[Required task] Arrange the material below as a two-column CSV with the headers text and points. Each row should hold one wording in the first quoted field and its points in the second, with line breaks replaced by spaces and the pictures omitted.

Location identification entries
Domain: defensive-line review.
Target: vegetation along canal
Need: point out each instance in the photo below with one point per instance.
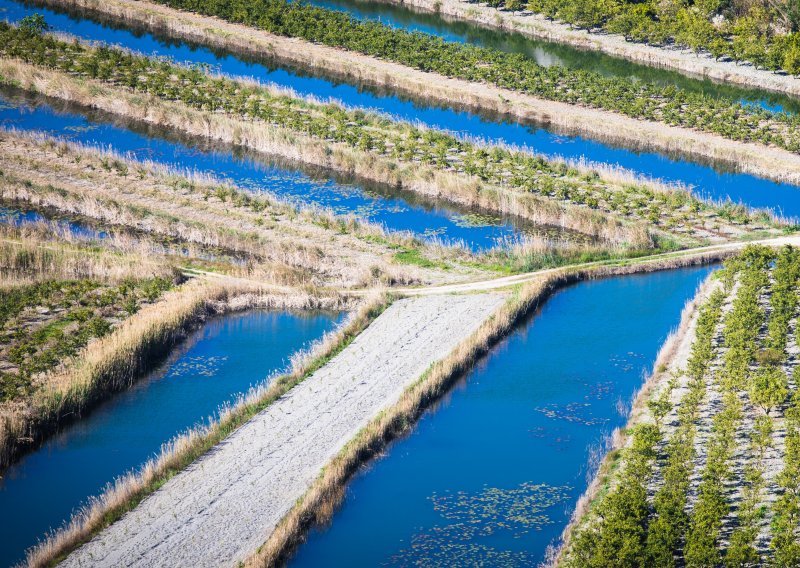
(712, 181)
(491, 476)
(221, 360)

[Exercise result]
text,points
"Domain: defensive-line review. Target: vegetation along canal Need: point out each instance in the photo below with one point per instance.","(712, 181) (491, 476) (221, 360)"